• **Selection**:
────────
It is also desirable to fabricate the sheet before any succeeding
step is undertaken. This means deburring the holes 11 previously
referred to and also preparing any other slots, cuts or sundry
configurations, like for example the slot 12, the cutout portion
13, and the cutoff corner 14. These cutout portions are referred to
merely by way of example, since each different circuit board will
in all expectation be individually tailored to fit the cabinet in
which it will be ultimately used.
Following fabrication, the sheet is etched in a caustic solution
and then anodized. Anodizing amounts to a chemical surface
treatment, the object being to make use of a treatment which will
chemically clean the surface upon which subsequent applications of
materials are to be made. Anodizing is a suitable surface
preparation for aluminum, chemical conversion coatings such as the
various chromate conversion films such as Iridite are suitable.
Other metals such as copper, copper alloys, titanium, steel,
magnesium, lithium-magnesium alloys or other base metals or alloys
would require other or similar surface preparations to provide a
receptive surface to promote coating adhesion to the metal
substrate.
The sheet is now ready for application of an electrically
nonconducting coating 15 which, in the present instance, is a
coating of such character as to be capable of offering relatively a
minimum amount of resistance to the transfer of heat to the sheet.
In the chosen example, both sides of the sheet 10 are coated
whereby to provide for the application of a circuit pattern to both
sides. Initially, a primer is applied to both sides or surfaces of
the sheet and over the primer are applied multiple successive,
relatively thin coats of a synthetic plastic resin material
containing an appropriate hardener, the consistency of which is
thin enough so that each successive coat will be a very thin coat.
────────
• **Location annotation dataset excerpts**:
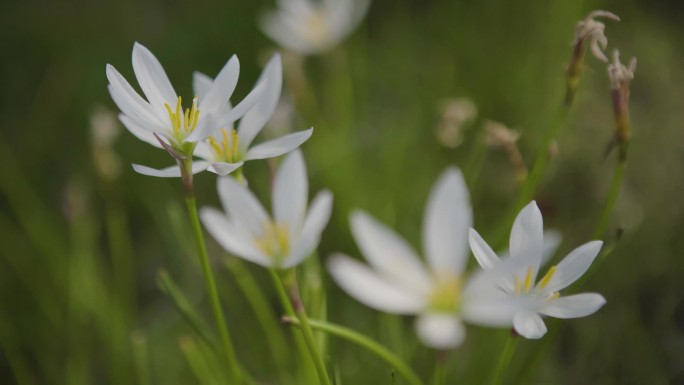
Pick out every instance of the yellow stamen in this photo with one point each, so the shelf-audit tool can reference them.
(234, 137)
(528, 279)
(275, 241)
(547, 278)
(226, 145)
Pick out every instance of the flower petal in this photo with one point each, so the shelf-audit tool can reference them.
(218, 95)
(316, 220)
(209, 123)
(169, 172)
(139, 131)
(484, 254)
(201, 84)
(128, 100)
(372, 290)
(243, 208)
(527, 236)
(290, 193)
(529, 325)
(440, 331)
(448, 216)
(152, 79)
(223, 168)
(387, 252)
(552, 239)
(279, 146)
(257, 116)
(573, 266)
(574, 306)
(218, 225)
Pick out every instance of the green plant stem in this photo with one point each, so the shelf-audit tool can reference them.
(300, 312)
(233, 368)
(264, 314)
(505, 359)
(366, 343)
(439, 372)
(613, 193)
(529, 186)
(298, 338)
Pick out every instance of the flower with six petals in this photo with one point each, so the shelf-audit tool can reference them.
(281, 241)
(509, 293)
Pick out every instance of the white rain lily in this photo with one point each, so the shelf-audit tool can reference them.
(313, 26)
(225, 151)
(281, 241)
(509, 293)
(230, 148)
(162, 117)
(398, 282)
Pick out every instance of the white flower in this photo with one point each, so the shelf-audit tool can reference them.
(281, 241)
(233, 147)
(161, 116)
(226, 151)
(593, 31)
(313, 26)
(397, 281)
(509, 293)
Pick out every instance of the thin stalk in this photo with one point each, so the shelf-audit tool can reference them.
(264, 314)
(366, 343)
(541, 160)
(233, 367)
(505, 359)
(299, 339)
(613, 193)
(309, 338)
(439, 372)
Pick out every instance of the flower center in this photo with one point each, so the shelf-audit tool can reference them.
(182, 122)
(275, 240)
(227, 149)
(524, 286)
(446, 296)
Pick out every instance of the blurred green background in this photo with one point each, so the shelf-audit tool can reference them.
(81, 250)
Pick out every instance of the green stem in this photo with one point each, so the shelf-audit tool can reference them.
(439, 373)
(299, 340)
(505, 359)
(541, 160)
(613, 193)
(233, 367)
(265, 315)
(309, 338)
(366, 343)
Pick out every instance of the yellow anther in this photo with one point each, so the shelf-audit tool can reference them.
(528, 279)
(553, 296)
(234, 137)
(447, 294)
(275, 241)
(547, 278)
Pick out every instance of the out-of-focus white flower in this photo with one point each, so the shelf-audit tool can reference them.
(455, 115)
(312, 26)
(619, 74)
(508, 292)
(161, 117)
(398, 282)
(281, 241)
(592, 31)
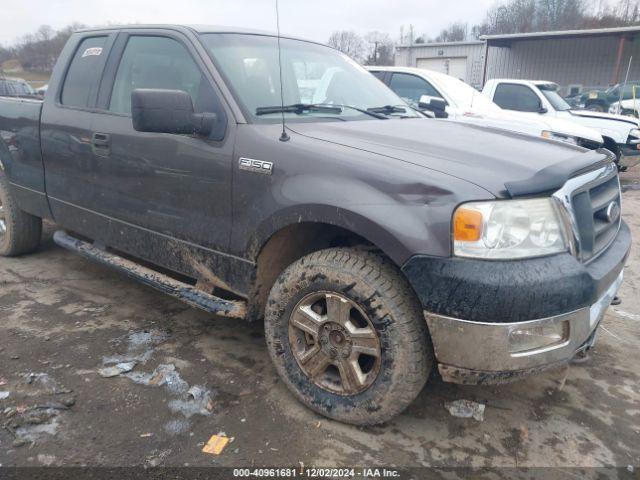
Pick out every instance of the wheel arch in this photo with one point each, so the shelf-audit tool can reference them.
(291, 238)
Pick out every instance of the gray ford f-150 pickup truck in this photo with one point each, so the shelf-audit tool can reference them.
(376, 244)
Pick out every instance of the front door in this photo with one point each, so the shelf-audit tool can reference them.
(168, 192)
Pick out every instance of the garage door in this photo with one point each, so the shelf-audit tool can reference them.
────────
• **Work to do**:
1. In the circuit board text, what is the sheet etched in after fabrication?
2. Duplicate the lines of the listing from the one holding "Pick out every instance of the gray" through the end of the listing, inclusive.
The circuit board text and the listing are unrelated material.

• **Final results**:
1. A caustic solution.

2.
Pick out every instance of the gray ford f-150 pickup truck in this photo with one point each, so the shelf-audit tool can reference them.
(376, 244)
Pick out every instance of the front door in this photo with one point each, so the shelf-audit tool can reference them.
(168, 192)
Pick out every instance of the garage door in this photo with one point each, so the shelf-audit tool can reference them.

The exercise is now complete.